### Ejercicio propuesto
¿Qué líneas del listado de abajo contienen la palabra "background"? Devuélvelas todas, distinguiendo entre mayúsculas y minúsculas.

### Listado

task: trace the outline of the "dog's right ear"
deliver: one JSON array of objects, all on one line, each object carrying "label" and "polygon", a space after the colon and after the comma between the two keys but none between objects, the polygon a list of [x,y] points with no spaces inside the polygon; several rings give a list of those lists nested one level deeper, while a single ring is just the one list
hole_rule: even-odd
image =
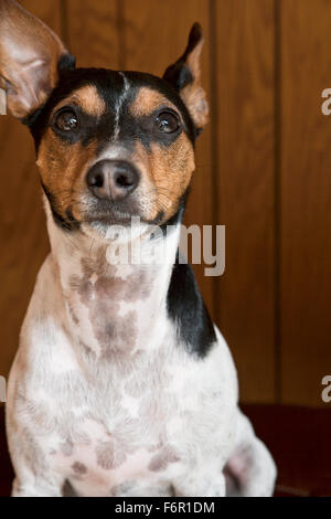
[{"label": "dog's right ear", "polygon": [[0,0],[0,87],[13,116],[25,118],[46,100],[66,54],[41,20],[14,0]]}]

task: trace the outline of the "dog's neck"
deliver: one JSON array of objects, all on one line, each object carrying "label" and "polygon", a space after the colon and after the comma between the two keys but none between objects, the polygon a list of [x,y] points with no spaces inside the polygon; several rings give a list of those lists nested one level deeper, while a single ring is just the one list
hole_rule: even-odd
[{"label": "dog's neck", "polygon": [[140,255],[129,262],[127,243],[63,231],[51,214],[47,226],[66,326],[78,348],[113,359],[162,340],[180,225],[154,240],[136,236],[129,248]]}]

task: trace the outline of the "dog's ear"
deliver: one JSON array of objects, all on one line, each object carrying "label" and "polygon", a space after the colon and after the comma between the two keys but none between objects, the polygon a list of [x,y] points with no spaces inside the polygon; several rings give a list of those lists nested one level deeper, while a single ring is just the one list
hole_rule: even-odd
[{"label": "dog's ear", "polygon": [[14,0],[0,0],[0,87],[12,115],[24,118],[45,102],[65,54],[61,40],[41,20]]},{"label": "dog's ear", "polygon": [[203,43],[201,25],[194,23],[184,54],[163,75],[163,80],[180,93],[197,129],[204,127],[209,115],[206,95],[201,86],[200,57]]}]

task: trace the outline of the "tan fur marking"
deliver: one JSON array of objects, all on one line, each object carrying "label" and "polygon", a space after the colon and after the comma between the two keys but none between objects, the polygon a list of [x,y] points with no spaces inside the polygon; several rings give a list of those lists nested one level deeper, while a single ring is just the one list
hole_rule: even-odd
[{"label": "tan fur marking", "polygon": [[190,68],[194,81],[186,85],[180,93],[194,124],[199,128],[204,127],[209,120],[206,94],[201,86],[200,57],[203,43],[204,40],[202,39],[188,56],[186,65]]},{"label": "tan fur marking", "polygon": [[142,183],[149,191],[145,218],[153,220],[162,211],[167,221],[175,213],[195,168],[191,141],[182,133],[171,147],[152,144],[150,152],[137,144],[132,160],[143,165]]},{"label": "tan fur marking", "polygon": [[70,103],[81,106],[86,114],[95,117],[100,117],[106,110],[105,102],[102,99],[94,85],[85,85],[75,91],[70,97],[66,97],[56,106],[54,113]]},{"label": "tan fur marking", "polygon": [[159,106],[162,105],[167,105],[178,112],[175,106],[170,103],[167,97],[162,96],[162,94],[153,91],[152,88],[143,86],[140,88],[136,99],[130,105],[129,110],[135,117],[141,117],[143,115],[152,114]]},{"label": "tan fur marking", "polygon": [[25,117],[54,88],[65,47],[41,20],[10,0],[0,1],[0,87],[8,88],[11,113]]},{"label": "tan fur marking", "polygon": [[64,142],[51,128],[41,141],[36,163],[42,181],[52,193],[56,211],[62,216],[71,210],[74,218],[81,221],[88,210],[82,197],[86,193],[85,174],[95,157],[96,147],[95,141],[87,147],[81,142]]}]

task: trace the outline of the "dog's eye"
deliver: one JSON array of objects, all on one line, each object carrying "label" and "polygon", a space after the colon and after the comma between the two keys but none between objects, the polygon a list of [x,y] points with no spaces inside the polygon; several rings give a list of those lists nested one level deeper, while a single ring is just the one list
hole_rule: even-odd
[{"label": "dog's eye", "polygon": [[78,119],[73,110],[63,110],[55,118],[55,126],[61,131],[73,131],[78,126]]},{"label": "dog's eye", "polygon": [[157,117],[157,126],[163,134],[174,134],[180,128],[180,121],[171,112],[162,112]]}]

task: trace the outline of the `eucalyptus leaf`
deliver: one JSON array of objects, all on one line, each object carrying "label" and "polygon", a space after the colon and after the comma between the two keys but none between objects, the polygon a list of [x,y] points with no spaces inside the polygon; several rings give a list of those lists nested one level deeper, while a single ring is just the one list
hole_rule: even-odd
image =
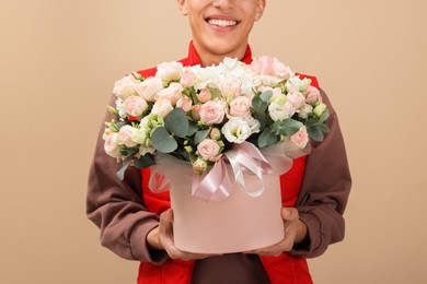
[{"label": "eucalyptus leaf", "polygon": [[161,153],[171,153],[177,149],[177,142],[164,127],[158,127],[151,134],[152,146]]},{"label": "eucalyptus leaf", "polygon": [[205,138],[208,137],[210,129],[204,129],[196,132],[196,135],[194,137],[194,144],[199,144]]},{"label": "eucalyptus leaf", "polygon": [[153,166],[153,165],[155,165],[154,155],[147,153],[146,155],[134,159],[134,165],[137,168],[146,168],[146,167]]},{"label": "eucalyptus leaf", "polygon": [[321,142],[323,141],[323,132],[319,128],[319,126],[312,126],[307,128],[307,132],[309,133],[310,138],[314,141]]},{"label": "eucalyptus leaf", "polygon": [[300,130],[300,128],[303,126],[301,121],[297,121],[291,118],[286,118],[282,120],[277,120],[273,123],[273,129],[276,131],[277,134],[284,135],[284,137],[290,137]]},{"label": "eucalyptus leaf", "polygon": [[272,146],[279,141],[279,137],[269,128],[265,128],[258,137],[258,147]]},{"label": "eucalyptus leaf", "polygon": [[177,107],[172,110],[164,120],[166,130],[178,138],[184,138],[188,132],[188,118],[184,109]]}]

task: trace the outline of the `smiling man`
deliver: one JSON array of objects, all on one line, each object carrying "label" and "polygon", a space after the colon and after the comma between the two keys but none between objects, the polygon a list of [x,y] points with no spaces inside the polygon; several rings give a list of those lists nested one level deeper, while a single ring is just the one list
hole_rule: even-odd
[{"label": "smiling man", "polygon": [[[218,64],[224,57],[252,62],[249,36],[264,12],[265,0],[177,0],[188,17],[193,39],[184,66]],[[139,71],[143,78],[157,69]],[[319,87],[318,81],[309,76]],[[88,216],[101,228],[101,242],[122,258],[140,261],[138,283],[312,283],[305,258],[322,255],[344,238],[343,213],[351,179],[336,114],[331,129],[309,156],[293,161],[280,176],[285,238],[244,253],[209,256],[181,251],[173,240],[169,193],[153,193],[149,169],[120,165],[104,152],[102,126],[89,176]],[[112,96],[111,103],[115,102]],[[111,121],[106,114],[104,121]]]}]

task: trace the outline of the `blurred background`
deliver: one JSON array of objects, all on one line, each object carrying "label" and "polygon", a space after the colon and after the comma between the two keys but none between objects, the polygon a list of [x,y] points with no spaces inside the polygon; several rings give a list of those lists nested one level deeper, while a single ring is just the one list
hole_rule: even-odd
[{"label": "blurred background", "polygon": [[[424,0],[267,1],[254,56],[316,75],[338,113],[354,187],[346,239],[318,284],[427,283]],[[0,10],[0,283],[135,283],[137,262],[85,217],[114,82],[186,56],[174,1],[12,1]]]}]

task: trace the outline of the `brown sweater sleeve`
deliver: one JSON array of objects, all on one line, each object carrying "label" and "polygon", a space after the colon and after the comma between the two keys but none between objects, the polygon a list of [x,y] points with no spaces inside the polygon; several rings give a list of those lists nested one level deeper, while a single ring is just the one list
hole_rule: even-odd
[{"label": "brown sweater sleeve", "polygon": [[[114,104],[112,96],[109,105]],[[107,113],[104,121],[113,116]],[[158,226],[159,216],[148,212],[141,198],[140,170],[129,167],[120,181],[116,173],[122,163],[104,151],[104,123],[100,129],[95,153],[90,166],[86,214],[101,229],[101,244],[122,258],[162,263],[164,251],[149,250],[146,236]]]},{"label": "brown sweater sleeve", "polygon": [[293,256],[313,258],[322,255],[328,245],[343,240],[344,210],[351,187],[343,134],[338,119],[326,94],[321,90],[330,109],[327,125],[331,132],[325,140],[313,146],[307,158],[297,209],[300,220],[307,225],[307,246],[295,247]]}]

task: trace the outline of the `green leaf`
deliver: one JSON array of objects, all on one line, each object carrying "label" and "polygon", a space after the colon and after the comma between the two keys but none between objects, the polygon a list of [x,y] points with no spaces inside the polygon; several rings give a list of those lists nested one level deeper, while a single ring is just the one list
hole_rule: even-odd
[{"label": "green leaf", "polygon": [[258,137],[258,147],[272,146],[279,141],[279,137],[269,128],[265,128]]},{"label": "green leaf", "polygon": [[272,98],[272,96],[273,96],[273,91],[265,91],[265,92],[261,93],[259,98],[263,102],[268,103],[268,100]]},{"label": "green leaf", "polygon": [[307,128],[307,132],[309,133],[310,138],[314,141],[323,141],[323,132],[320,129],[319,126],[312,126]]},{"label": "green leaf", "polygon": [[171,153],[177,149],[177,142],[164,127],[158,127],[151,134],[152,146],[161,153]]},{"label": "green leaf", "polygon": [[184,138],[188,132],[188,118],[184,109],[177,107],[172,110],[164,120],[166,130],[178,138]]},{"label": "green leaf", "polygon": [[155,165],[154,155],[147,153],[146,155],[134,159],[134,165],[137,168],[146,168],[146,167],[150,167],[152,165]]},{"label": "green leaf", "polygon": [[284,137],[290,137],[300,130],[300,128],[303,126],[301,121],[297,121],[291,118],[286,118],[282,120],[277,120],[273,123],[273,129],[276,131],[277,134],[284,135]]},{"label": "green leaf", "polygon": [[205,138],[208,137],[210,129],[204,129],[196,132],[196,135],[194,137],[194,144],[200,143]]},{"label": "green leaf", "polygon": [[257,113],[265,113],[265,110],[267,109],[267,103],[264,102],[259,95],[255,95],[253,98],[252,98],[252,107],[255,109],[255,111]]}]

### Respuesta del ejercicio
task: trace the outline of the `blurred background`
[{"label": "blurred background", "polygon": [[[424,0],[267,1],[254,56],[316,75],[338,113],[354,187],[346,239],[318,284],[427,283]],[[0,10],[0,283],[135,283],[137,262],[85,217],[114,82],[186,56],[174,1],[12,1]]]}]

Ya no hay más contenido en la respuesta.